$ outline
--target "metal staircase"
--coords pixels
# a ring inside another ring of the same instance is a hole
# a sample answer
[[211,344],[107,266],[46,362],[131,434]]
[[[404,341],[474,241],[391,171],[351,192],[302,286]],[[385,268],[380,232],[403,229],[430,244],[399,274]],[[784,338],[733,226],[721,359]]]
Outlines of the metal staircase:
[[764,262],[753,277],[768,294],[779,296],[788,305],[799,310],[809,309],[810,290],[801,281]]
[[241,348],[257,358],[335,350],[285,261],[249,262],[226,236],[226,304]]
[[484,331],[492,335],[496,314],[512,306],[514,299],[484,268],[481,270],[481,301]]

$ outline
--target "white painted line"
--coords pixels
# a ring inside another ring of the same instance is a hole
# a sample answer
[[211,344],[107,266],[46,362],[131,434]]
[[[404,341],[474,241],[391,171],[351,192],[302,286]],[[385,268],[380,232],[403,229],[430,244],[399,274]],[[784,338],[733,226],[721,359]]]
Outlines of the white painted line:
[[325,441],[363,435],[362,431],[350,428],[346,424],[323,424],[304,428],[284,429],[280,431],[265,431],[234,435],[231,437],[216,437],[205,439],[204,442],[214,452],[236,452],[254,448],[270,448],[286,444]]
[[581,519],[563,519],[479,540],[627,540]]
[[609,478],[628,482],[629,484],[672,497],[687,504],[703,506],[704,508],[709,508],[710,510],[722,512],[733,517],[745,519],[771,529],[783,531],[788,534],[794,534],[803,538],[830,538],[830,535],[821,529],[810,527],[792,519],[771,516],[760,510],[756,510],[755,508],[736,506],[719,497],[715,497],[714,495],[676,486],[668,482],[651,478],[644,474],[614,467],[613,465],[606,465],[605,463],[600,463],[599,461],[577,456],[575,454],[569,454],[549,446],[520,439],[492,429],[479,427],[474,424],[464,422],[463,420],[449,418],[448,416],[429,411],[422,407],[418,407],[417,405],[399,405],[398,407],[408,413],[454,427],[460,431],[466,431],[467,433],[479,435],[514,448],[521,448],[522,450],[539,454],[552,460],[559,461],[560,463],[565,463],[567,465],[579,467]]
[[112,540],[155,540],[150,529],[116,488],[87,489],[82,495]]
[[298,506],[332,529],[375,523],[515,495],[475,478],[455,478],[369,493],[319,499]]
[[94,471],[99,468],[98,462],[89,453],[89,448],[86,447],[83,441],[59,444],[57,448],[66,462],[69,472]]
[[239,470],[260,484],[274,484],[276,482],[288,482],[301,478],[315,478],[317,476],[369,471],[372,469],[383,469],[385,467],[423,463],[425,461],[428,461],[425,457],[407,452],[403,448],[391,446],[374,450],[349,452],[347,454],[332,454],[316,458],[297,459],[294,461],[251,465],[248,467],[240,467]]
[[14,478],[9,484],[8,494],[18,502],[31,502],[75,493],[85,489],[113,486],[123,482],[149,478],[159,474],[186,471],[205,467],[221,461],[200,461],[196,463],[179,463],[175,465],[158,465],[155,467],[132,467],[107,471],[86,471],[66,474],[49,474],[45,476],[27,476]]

==================================================

GIVEN INSTRUCTION
Return every line of the material above that contains the string "white". Case counts.

SOLUTION TO THE PROBLEM
--target "white painted line"
Outlines of the white painted line:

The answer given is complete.